● **Problem details**: Continue the text on C.S. Lewis's argument about power over nature, starting right after its last sentence.

Lewis says this can only be sustained until our final match, ourselves,
and once we assign ourselves to nature we are essentially the patsies in a raw
deal: we will have given power over ourselves not to ourselves but instead to
the Conditioners of the future. He says we cannot have it both ways, that if we
presume ourselves to be the product of Nature, then we will resign power over
ourselves to those who, presumably, are also just following their natural
impulses. Lewis finally ends but saying that we are attempting too much, and he
doesn’t want to seem like an obscurest, but our obsession with seeing through
things and controlling them can eventually go to far, and he ends with the
platitude: “If you see through everything, then everything is transparent. But
a wholly transparent world is an invisible world. To `see through' all things is
the same as not to see.”
1 comment:
Your writing is admirably clear and capable from the beginning to the end. This really is an excellent precis. I am impressed how many of the individual twists and turns of C.S. Lewis' argument you have managed to recapitulate here, and for the most part I think your choices about what to include were smart ones.
That people who desire power over nature through technology are really relinquishing their power to those who control and dispose of technologies is the crucial insight and I like the way you circle back to it in the end, pulling your whole precis together with a bow. I also especially appreciate the gesture of drawing back at the very end to what you call his "platitude": "If you see through everything, then everything is transparent. But a wholly transparent world is an invisible world. To 'see through' all things is the same as not to see."

● **Record excerpts**:
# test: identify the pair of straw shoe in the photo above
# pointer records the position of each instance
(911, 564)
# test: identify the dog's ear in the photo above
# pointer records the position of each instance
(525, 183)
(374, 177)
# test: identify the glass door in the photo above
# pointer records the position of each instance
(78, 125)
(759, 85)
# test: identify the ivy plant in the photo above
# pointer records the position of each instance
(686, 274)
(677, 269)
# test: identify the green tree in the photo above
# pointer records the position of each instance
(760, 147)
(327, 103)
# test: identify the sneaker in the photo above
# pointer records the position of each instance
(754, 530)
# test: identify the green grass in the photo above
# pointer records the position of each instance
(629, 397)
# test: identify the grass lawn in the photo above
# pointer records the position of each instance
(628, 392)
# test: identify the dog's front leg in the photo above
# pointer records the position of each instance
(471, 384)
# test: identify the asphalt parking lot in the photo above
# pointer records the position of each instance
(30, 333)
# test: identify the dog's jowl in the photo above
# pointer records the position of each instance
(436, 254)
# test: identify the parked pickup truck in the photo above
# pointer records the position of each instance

● **Task output**:
Saying that we might be blinded from seeing the world in trying to see through the world is not exactly the same argument as saying we give ourselves over to other powers when we seek technological power, but they are connected and evoke well the larger critical perspective Lewis is coming from. I am also assuming that this final gesture in your precis also suggests how you might personally begin to critique Lewis' argument: Lewis' "platitude" offers a pretty stark alternative of blindness and sight, coming right on the heels of your comment that Lewis seemed to be ambivalent about too absolute a condemnation of science and tech. By investing the Conditioners with a power verging on omnipotence (his word is "omnicompetence"), Lewis creates a dilemma in which taking up their technology seems an effort to assume omnipotent genetic techniques the cost of which is total impotence (extremes like the omniscience/blindness of the "platitude"). The section of your precis imagining successive generations growing ever less salient as they are shaped by the techno-Conditioners seems to me not just a nice elaboration of Lewis' rather tricky point, but also seemed to me to put some pressure on the plausibility of his notion.
If his Conditioners are not omni-competent, then what he means by Conditioning may be better construed by setting aside the somewhat conspiratorial proposal Lewis is suggesting and thinking of it through an intersectionality lens, in which prosthetic practices of worldmaking and selfmaking are stratified by interlocking oppression and the ineradicable diversity of stakeholders to technoscientific change.